(Article)
***
Musset et le romantisme
Consulter la biographie de Musset (1810-1857) sur Wikipedia
Musset compose l’essentiel de son oeuvre entre 1832 et 1836 : cette jeunesse permet de mieux comprendre le choix de ses thèmes et de ses personnages. Un épisode marque sa jeunesse, le premier amour, en 1828, que Musset évoque dans La Confession d’un enfant du siècle et qui fut aussi la première trahison : auprès de sa maîtresse il a surpris « un de [s]es amis les plus chers ». « Le monde a perdu sa transparence », déclare-t-il. C’est de cette époque que date le dédoublement dans la représentation qu’il va donner de l’amour. L’amour est douleur, car c’est une quête éperdue de sincérité, toujours déçue. Ainsi, pour fuir cette douleur, mieux vaut le prendre à la légère, se livrer au libertinage, voire à la débauche. On retrouvera cette dualité dans les deux personnages des Caprices, Coelio qui aspire à un amour pur et absolu comme le ciel dont il porte le nom, et Octave qui multiplie les conquêtes.
***
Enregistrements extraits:
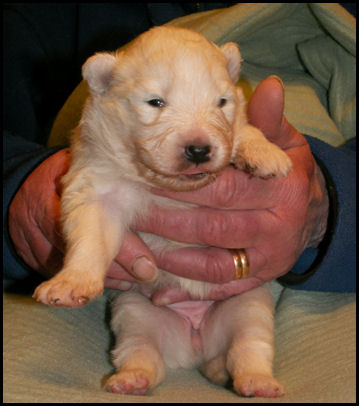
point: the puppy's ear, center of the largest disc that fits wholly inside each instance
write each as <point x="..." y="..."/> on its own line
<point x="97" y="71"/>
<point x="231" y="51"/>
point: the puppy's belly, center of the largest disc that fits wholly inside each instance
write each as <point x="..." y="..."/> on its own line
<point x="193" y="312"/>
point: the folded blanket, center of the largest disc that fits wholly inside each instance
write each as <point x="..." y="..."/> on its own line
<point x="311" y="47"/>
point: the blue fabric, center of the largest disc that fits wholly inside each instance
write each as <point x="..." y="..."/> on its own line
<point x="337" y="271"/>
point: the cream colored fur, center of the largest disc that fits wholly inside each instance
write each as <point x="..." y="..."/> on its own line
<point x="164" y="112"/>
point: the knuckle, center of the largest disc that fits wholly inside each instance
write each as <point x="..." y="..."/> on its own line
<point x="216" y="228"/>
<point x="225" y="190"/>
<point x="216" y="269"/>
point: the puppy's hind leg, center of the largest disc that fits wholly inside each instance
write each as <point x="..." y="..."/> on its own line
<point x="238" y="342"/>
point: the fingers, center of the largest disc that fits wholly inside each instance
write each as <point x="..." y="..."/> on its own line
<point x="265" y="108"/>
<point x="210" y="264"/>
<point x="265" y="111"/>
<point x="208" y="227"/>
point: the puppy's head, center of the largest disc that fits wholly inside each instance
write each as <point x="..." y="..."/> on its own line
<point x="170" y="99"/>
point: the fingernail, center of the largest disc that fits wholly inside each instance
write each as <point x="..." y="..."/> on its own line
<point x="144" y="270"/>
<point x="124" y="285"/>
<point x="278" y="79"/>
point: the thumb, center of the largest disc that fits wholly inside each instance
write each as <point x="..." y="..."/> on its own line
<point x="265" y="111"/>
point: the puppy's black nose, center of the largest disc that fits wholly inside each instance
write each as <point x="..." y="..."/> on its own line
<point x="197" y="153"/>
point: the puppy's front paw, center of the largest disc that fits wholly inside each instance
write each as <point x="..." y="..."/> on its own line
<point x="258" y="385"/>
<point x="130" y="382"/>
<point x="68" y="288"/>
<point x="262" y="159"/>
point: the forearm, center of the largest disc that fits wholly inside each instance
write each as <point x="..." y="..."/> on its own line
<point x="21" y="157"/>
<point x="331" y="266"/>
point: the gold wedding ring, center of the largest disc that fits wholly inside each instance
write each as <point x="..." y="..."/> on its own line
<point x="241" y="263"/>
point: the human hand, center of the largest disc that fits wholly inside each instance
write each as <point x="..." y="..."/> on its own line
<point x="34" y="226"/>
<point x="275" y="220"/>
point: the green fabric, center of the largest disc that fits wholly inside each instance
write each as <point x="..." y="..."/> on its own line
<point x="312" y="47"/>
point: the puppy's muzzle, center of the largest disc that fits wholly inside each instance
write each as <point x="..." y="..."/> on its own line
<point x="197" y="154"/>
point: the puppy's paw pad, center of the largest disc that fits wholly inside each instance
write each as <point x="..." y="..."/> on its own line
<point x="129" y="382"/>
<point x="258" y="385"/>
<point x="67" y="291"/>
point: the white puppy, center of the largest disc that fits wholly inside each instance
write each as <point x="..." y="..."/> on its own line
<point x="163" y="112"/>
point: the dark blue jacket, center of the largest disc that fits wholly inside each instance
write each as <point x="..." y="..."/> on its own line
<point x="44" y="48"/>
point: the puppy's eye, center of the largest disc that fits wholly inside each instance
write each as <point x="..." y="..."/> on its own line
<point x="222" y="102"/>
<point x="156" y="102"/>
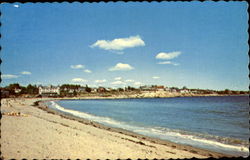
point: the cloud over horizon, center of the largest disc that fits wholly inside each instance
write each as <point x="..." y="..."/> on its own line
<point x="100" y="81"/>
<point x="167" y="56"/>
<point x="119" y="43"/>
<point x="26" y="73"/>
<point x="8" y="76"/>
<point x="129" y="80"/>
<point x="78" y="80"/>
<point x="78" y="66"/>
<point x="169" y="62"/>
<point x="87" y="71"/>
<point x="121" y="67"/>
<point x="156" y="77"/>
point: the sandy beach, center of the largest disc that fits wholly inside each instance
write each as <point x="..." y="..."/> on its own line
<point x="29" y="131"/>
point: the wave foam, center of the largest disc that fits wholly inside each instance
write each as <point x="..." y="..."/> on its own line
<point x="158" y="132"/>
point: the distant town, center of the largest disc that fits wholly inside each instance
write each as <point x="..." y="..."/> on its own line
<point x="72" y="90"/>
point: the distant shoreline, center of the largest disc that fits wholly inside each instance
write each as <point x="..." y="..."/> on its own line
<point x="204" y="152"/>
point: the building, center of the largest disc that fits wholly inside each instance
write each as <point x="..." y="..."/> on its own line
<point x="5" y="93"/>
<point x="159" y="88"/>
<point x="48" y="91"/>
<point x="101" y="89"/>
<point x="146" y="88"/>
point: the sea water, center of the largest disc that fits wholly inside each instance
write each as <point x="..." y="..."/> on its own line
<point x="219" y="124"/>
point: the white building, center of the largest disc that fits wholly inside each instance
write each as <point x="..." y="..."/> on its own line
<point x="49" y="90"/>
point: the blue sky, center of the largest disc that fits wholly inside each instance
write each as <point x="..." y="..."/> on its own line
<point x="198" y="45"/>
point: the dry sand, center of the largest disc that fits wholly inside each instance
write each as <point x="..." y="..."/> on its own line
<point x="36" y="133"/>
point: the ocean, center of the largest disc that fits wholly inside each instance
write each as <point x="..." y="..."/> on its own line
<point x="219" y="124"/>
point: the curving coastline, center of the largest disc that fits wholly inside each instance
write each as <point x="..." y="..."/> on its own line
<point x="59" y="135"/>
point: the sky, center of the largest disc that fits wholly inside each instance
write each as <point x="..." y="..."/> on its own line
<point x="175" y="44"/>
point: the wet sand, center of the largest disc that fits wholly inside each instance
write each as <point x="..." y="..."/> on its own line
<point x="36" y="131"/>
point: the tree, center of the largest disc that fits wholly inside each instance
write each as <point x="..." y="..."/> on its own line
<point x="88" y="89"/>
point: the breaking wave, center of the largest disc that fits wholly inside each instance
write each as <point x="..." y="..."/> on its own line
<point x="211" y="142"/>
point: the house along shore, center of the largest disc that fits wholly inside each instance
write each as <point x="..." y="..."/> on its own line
***
(Tâche énoncée 1) Relevez, s'il vous plaît, toutes les années mentionnées dans l'article sur Musset.
(Tâche énoncée 2) Sélectionnez chaque ligne des enregistrements où figure le mot « wave ».
Ces enregistrements n'ont aucun lien avec l'article.

(Réponse rédigée 1) 1810, 1857, 1832, 1836, 1828

(Réponse rédigée 2)
point: the wave foam, center of the largest disc that fits wholly inside each instance
point: the breaking wave, center of the largest disc that fits wholly inside each instance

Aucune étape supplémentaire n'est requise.